Please extract every one of the records below, reproducing each line unchanged and in the same order.

(Records of labeled points)
======
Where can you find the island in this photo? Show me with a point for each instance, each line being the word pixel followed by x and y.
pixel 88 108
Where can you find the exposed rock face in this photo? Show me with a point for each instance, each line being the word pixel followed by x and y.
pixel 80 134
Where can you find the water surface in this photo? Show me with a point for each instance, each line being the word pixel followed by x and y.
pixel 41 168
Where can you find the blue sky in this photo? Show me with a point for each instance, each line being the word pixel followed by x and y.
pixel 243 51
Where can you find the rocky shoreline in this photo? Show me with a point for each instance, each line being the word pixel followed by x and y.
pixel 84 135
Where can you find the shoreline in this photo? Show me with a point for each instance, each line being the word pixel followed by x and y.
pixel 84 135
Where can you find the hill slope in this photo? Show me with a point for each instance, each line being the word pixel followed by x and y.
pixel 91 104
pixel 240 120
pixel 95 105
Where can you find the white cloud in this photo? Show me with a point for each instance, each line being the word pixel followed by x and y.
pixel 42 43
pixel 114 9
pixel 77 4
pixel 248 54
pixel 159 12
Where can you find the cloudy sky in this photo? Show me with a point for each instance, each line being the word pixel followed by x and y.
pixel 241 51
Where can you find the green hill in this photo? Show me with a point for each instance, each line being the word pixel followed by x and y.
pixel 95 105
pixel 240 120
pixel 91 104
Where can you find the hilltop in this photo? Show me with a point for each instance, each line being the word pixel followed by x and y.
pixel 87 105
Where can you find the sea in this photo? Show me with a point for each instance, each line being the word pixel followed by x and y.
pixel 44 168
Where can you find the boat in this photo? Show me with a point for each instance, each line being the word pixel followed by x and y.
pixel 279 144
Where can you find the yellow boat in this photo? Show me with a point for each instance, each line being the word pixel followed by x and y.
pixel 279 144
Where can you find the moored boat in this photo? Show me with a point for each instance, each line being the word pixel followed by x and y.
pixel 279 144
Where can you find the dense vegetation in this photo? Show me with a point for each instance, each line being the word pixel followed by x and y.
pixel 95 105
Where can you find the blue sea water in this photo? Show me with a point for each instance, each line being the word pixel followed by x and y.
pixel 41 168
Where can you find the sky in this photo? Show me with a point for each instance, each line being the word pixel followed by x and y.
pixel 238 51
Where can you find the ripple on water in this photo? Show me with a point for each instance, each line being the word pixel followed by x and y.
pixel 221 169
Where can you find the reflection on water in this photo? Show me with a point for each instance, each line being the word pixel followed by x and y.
======
REPLY:
Where can you find the island in this photo? Show me with a point for each instance, each line being the word pixel followed by x and y.
pixel 88 108
Where can you find the exposed rock face in this photo? Show me with a point for each instance, each line being the word pixel followed by x and y.
pixel 80 134
Where can you find the water surface in this photo? Show me with a point for each instance, each line being the word pixel followed by x and y.
pixel 41 168
Where can you find the blue sky in this photo? Show me with a point for each instance, each line being the word pixel followed by x and y.
pixel 243 51
Where can you find the rocky shoreline in this photo? Show me with a point for each instance, each line being the word pixel followed by x and y.
pixel 84 135
Where can you find the shoreline in this photo? Show me with a point for each instance, each line being the word pixel followed by x and y.
pixel 84 135
Where can you find the hill slope in this photo? Show me with a point for each instance, each line being the word pixel followed by x and y.
pixel 91 104
pixel 240 120
pixel 95 105
Where can you find the white cloud in this photo? Show me with a point for each instance, each line being the word pixel followed by x and y.
pixel 42 43
pixel 114 9
pixel 77 4
pixel 248 54
pixel 159 12
Where can you find the cloudy sky in this photo? Show me with a point for each instance, each line being the word pixel followed by x and y.
pixel 241 51
Where can you find the green hill in this photo? Show me with a point for each instance, each line being the word pixel followed by x and y.
pixel 95 105
pixel 240 120
pixel 91 104
Where can you find the hilltop in this photo? Show me with a point for each instance, each line being the word pixel followed by x and y.
pixel 87 105
Where can you find the sea in this photo? Show me with a point for each instance, each line being the word pixel followed by x and y.
pixel 44 168
Where can you find the boat in this photo? Show me with a point for each instance, each line being the word pixel followed by x and y.
pixel 279 144
Where can you find the yellow boat in this photo? Show me with a point for each instance, each line being the word pixel followed by x and y.
pixel 279 144
Where can you find the moored boat in this photo? Show me with a point for each instance, each line being the word pixel followed by x and y.
pixel 279 144
Where can you find the dense vegetation in this photo? Show me with a point for each instance, each line being the word pixel followed by x and y.
pixel 95 105
Where can you find the blue sea water in this photo? Show me with a point for each instance, each line being the word pixel followed by x and y.
pixel 41 168
Where can you find the sky in this photo? Show me with a point for each instance, each line being the word pixel followed by x and y.
pixel 238 51
Where can you find the ripple on water in this photo? Show me with a point for each instance, each line being the word pixel followed by x and y.
pixel 221 169
Where can you find the reflection on water in this photo? Show me with a point for each instance, each line being the word pixel followed by x and y.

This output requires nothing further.